Exercise goal ->
Your task is to repeat the records exactly from the line containing "Practice. Spot the green" onward, through the final line.

Input ->
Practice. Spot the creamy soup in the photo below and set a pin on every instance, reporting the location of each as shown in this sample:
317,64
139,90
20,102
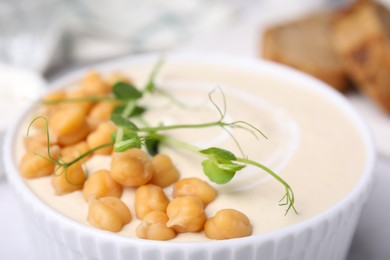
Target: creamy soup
311,143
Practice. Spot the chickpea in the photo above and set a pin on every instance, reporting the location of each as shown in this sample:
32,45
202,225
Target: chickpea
57,95
154,227
165,173
68,180
69,125
93,85
100,184
228,223
186,214
149,198
131,168
34,166
76,150
101,112
36,141
108,213
100,136
195,187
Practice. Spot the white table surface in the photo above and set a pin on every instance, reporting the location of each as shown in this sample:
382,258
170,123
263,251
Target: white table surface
372,239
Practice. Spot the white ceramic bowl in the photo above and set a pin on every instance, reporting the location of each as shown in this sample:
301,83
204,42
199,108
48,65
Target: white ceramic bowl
325,236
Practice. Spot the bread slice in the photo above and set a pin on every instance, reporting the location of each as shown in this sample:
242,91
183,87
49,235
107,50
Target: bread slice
361,37
306,45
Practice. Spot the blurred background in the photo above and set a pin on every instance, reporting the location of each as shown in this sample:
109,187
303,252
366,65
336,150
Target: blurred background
43,39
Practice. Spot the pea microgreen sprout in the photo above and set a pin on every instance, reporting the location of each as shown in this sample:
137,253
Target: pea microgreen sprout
62,166
220,165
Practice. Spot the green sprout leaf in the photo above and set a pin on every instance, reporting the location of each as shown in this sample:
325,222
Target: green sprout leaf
215,173
219,153
125,91
121,121
151,145
130,140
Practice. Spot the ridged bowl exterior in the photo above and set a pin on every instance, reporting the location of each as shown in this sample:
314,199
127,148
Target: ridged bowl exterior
325,237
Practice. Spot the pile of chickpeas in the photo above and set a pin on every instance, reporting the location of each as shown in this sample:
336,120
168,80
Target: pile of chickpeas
77,127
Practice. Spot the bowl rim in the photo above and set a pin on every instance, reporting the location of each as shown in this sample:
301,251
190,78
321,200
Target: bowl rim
271,68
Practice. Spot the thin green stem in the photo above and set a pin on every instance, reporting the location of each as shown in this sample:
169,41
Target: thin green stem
182,126
289,195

Result for this task ->
Practice. Spot the green sprout leaf in the photo above and set a pin on every instance, reporting the location of each as shown in this sample:
325,222
Target: green sprout leaf
215,173
219,153
125,91
121,121
151,145
130,140
Practice. Spot the ridged bowl exterior in the photo above and set a pin on every instance, reporting the location of each as shown in this sample:
314,199
127,148
Target: ridged bowl exterior
325,237
Practice. Spot the pile of chickpeas in the photo above and set a pin on every instance, reporting the location of each as shown in this sample:
336,120
168,80
Target: pile of chickpeas
77,127
Practice. Spot the bowl rim in the photo above and set a pin on every instance, reporting the location of each as shown in this sample:
301,251
190,78
321,200
Target: bowl rim
271,68
Practice. Spot the thin green stem in the photo above and set a pin on every instance, reporting the location of each as shown in this sample:
169,41
Target: thin green stem
182,126
289,195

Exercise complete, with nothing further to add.